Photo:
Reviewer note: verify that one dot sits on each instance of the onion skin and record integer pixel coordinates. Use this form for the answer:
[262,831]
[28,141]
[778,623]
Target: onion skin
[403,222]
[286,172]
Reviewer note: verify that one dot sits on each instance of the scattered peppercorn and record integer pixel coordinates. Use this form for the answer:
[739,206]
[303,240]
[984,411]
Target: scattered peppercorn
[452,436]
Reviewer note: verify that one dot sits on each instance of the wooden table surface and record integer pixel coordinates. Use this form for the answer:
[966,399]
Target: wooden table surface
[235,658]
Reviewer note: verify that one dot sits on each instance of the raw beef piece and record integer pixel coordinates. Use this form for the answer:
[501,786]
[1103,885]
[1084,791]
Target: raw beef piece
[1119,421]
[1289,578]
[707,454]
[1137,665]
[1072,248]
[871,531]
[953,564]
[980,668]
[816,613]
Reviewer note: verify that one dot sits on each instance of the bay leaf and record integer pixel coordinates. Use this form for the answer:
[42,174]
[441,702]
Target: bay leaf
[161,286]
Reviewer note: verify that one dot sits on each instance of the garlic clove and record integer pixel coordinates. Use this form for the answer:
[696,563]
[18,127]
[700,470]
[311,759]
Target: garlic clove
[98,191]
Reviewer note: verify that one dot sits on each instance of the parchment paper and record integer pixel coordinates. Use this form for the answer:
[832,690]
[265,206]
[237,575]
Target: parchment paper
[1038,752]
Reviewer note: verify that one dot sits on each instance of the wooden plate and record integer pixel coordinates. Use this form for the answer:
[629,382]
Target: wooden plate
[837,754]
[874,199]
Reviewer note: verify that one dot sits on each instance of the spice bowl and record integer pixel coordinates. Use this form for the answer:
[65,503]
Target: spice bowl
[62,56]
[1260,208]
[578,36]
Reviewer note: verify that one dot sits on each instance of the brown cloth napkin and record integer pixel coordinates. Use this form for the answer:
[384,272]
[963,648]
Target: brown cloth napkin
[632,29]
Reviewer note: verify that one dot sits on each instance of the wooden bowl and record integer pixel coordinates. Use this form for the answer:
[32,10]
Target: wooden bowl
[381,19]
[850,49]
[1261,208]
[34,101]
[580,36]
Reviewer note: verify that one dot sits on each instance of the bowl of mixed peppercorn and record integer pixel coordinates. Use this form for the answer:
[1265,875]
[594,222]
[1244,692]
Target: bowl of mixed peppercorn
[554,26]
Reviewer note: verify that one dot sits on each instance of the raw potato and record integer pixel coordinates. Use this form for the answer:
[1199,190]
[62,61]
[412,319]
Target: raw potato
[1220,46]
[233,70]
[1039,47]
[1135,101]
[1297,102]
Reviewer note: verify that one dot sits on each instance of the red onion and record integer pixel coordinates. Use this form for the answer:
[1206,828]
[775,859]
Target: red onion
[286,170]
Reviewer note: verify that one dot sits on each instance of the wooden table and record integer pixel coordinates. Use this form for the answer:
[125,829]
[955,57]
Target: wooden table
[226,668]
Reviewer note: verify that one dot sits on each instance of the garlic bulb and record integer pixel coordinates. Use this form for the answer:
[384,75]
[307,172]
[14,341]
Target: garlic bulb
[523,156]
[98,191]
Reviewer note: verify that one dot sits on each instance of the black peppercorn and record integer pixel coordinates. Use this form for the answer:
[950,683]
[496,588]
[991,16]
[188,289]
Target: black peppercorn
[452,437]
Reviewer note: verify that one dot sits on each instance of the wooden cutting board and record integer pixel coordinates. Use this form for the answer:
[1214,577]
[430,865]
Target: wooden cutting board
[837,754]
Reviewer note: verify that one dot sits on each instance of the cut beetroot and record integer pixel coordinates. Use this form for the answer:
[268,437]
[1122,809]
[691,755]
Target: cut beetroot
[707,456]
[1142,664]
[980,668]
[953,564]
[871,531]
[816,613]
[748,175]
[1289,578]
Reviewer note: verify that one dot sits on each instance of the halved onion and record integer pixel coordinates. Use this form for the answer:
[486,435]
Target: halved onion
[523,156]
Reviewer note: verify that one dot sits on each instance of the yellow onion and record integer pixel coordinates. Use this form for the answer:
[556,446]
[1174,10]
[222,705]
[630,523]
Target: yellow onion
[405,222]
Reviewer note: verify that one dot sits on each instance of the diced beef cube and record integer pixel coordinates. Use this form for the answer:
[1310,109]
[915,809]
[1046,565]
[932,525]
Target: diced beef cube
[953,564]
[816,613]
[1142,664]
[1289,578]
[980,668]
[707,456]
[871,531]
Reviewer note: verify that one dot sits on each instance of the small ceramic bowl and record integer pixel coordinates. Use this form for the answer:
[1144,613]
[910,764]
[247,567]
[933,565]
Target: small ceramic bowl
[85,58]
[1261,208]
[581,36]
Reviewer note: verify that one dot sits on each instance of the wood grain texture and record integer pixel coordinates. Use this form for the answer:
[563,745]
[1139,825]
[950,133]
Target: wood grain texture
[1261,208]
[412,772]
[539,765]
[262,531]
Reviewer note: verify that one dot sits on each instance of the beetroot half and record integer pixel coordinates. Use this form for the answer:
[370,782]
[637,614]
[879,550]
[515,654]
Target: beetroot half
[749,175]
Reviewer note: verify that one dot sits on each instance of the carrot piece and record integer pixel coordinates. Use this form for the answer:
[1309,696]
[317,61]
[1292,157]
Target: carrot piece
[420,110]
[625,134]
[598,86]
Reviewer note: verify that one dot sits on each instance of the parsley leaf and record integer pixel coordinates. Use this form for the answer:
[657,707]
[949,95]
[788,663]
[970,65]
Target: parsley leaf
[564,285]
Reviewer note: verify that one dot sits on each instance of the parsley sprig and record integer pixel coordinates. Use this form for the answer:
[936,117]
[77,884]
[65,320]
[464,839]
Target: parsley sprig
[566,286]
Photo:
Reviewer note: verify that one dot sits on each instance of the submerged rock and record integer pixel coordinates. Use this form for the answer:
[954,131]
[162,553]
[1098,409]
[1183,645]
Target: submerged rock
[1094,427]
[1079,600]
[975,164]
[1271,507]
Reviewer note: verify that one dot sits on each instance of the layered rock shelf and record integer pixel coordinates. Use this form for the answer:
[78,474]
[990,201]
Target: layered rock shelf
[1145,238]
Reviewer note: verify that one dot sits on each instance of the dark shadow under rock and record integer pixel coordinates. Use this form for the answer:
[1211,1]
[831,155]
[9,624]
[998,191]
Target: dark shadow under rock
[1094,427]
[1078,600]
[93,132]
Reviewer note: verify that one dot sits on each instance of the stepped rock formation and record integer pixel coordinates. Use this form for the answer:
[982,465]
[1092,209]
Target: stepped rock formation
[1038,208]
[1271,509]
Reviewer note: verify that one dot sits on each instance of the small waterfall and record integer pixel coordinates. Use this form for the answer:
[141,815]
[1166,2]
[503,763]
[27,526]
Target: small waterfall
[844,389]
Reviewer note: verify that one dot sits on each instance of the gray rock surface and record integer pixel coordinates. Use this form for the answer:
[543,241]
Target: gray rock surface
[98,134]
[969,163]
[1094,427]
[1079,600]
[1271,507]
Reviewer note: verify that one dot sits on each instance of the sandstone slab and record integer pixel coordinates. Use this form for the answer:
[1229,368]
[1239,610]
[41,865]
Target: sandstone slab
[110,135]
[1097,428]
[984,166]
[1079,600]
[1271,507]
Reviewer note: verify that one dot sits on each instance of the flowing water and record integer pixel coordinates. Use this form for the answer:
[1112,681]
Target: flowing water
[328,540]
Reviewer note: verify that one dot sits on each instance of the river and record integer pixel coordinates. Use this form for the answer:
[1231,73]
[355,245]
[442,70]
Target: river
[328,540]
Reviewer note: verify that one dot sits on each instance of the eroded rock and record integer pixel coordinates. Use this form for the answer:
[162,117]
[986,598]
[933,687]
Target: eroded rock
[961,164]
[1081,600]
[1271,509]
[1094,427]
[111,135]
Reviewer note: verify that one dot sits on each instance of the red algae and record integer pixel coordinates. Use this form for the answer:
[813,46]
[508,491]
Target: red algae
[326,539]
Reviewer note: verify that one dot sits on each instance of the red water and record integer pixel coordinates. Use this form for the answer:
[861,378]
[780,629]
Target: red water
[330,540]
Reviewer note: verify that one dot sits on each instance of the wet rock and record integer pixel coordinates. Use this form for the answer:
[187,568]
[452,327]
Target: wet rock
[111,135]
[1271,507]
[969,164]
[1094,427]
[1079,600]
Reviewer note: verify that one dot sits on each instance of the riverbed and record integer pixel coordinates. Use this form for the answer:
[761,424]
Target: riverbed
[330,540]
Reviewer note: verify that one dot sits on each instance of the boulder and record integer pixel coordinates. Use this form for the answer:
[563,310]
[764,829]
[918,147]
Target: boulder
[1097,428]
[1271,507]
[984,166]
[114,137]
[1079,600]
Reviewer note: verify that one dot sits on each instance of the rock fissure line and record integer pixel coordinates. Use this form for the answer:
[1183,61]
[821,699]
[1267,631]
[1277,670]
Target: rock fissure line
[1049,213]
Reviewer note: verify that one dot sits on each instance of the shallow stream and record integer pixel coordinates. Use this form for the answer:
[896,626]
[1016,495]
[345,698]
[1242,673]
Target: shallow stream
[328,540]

**Challenge**
Output as a JSON list of strings, one per line with blank lines omitted, the part of the listing that opens with the line containing "of the shallow" and runs through the end of the listing.

**Final result**
[
  "Reviewer note: verify that one dot sits on each instance of the shallow stream and record integer pixel coordinates. Use this form for the answer:",
  "[896,626]",
  "[1016,495]",
  "[345,698]",
  "[1242,673]",
  "Target: shallow stream",
  "[328,540]"
]